▶ Texte:
Une petite phrase a un auteur, l’Académie française n’est pas seule à l’oublier

« "Petite phrase" : La définition magistrale de l’Académie française » est à ce jour le huitième billet le plus consulté de ce blog. Sans nul doute, la définition forgée par le Quai Conti est remarquable et inégalée. Elle souffre pourtant d’une omission capitale.

En 1935, la huitième édition du Dictionnaire de l’Académie française ignorait la petite phrase. Celle-ci est entrée en 2011 dans le troisième volume de la neuvième édition, en cours. Les académiciens s’y sont même pris à deux fois, avec deux définitions identiques à un mot près :

  • « phrase concise qui, sous des dehors anodins, vise à marquer les esprits »
  • « formule concise qui, sous des dehors anodins, vise à marquer les esprits »

La première illustre l’un des sens de l’adjectif « petit ». La seconde, l’un des sens du nom « phrase ». L’Académie procédant par ordre alphabétique, la seconde définition est postérieure à la première. On peut considérer qu’elle la corrige.

Une correction s’imposait en effet. La première définition ci-dessus sert à éclairer cette définition de « petit » : « dont la valeur ou l'importance est faible ». Elle voisine avec d’autres exemples comme « rendre un petit service », « de petits tracas », « au petit bonheur la chance ». Pourtant, si la petite phrase doit « marquer les esprits », c’est sans doute que sa valeur n’est pas si faible ! À moins que les esprits ne le soient eux-mêmes – mais imagine-t-on l’Académie française faire preuve à ce point de… mauvais esprit ?

▶ Consigne A:
Reproduisez le texte sur la petite phrase de « La première illustre » à « de… mauvais esprit ? », en remplaçant « correction » par « rectification ».
Le texte et les lignes proviennent de sources distinctes.

(Enregistrements du jeu de données de pointage)
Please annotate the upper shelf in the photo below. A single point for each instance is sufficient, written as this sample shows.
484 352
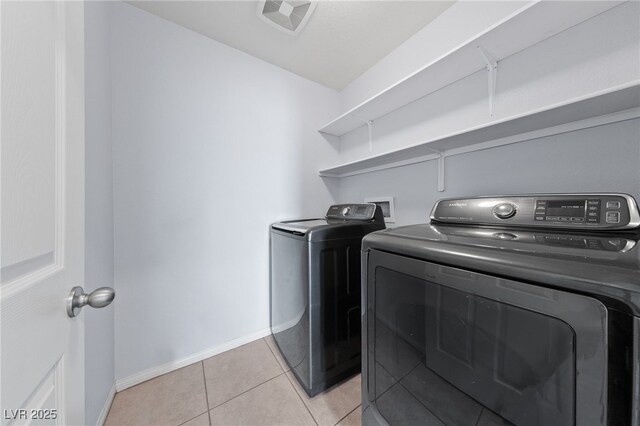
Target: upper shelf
617 100
526 27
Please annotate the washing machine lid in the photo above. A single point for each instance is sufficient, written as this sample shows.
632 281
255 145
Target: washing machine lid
300 226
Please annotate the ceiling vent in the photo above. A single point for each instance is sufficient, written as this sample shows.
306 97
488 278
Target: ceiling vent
288 16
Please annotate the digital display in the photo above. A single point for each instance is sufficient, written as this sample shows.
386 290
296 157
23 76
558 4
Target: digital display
361 210
571 208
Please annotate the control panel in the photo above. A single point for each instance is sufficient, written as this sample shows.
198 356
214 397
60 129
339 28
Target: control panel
585 211
352 211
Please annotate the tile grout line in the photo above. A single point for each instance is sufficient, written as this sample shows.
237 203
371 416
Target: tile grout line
205 395
348 414
206 392
273 353
242 393
187 421
300 397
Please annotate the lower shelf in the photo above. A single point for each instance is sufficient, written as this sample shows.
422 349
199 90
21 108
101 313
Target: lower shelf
613 105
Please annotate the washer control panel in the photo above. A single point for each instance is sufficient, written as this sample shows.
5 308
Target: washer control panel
364 211
586 211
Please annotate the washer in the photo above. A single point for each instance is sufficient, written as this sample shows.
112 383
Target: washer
509 310
315 293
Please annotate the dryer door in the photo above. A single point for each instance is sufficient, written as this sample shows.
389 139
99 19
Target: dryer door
448 346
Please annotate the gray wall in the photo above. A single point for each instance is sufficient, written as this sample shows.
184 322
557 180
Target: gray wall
210 146
604 158
99 323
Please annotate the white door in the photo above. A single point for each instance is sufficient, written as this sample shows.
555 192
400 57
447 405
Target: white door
42 257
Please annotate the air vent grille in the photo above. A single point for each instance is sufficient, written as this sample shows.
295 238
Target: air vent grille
288 16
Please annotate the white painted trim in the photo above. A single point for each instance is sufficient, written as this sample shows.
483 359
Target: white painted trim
107 406
143 376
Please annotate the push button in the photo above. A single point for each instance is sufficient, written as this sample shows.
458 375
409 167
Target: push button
613 204
613 217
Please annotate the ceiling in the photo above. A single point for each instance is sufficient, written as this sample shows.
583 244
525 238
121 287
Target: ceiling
341 40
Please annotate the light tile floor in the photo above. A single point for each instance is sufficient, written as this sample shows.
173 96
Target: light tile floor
249 385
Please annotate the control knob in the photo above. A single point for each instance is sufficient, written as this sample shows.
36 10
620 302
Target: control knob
504 210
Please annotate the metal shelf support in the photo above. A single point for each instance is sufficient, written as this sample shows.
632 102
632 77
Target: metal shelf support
492 74
441 163
370 128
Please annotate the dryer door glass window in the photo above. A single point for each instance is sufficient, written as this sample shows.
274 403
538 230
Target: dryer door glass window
443 353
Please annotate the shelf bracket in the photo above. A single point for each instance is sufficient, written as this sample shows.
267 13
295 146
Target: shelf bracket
370 128
369 124
441 155
492 74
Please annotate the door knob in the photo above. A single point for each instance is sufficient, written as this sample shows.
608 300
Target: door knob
98 298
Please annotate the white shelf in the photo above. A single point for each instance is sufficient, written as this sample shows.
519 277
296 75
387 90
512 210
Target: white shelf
616 104
526 27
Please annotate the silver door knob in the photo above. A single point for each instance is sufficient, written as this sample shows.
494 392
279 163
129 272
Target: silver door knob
98 298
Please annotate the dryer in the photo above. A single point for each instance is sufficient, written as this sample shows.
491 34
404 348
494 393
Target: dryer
509 310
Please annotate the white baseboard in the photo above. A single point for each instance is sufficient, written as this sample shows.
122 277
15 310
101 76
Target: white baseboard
107 406
143 376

▶ Consigne B:
Donnez le nombre de lignes contenant la chaîne « vent », en respectant la casse, sans rien d'autre que ce nombre.

▶ Corrigé A:
La première illustre l’un des sens de l’adjectif « petit ». La seconde, l’un des sens du nom « phrase ». L’Académie procédant par ordre alphabétique, la seconde définition est postérieure à la première. On peut considérer qu’elle la corrige.

Une rectification s’imposait en effet. La première définition ci-dessus sert à éclairer cette définition de « petit » : « dont la valeur ou l'importance est faible ». Elle voisine avec d’autres exemples comme « rendre un petit service », « de petits tracas », « au petit bonheur la chance ». Pourtant, si la petite phrase doit « marquer les esprits », c’est sans doute que sa valeur n’est pas si faible ! À moins que les esprits ne le soient eux-mêmes – mais imagine-t-on l’Académie française faire preuve à ce point de… mauvais esprit ?

▶ Corrigé B:
4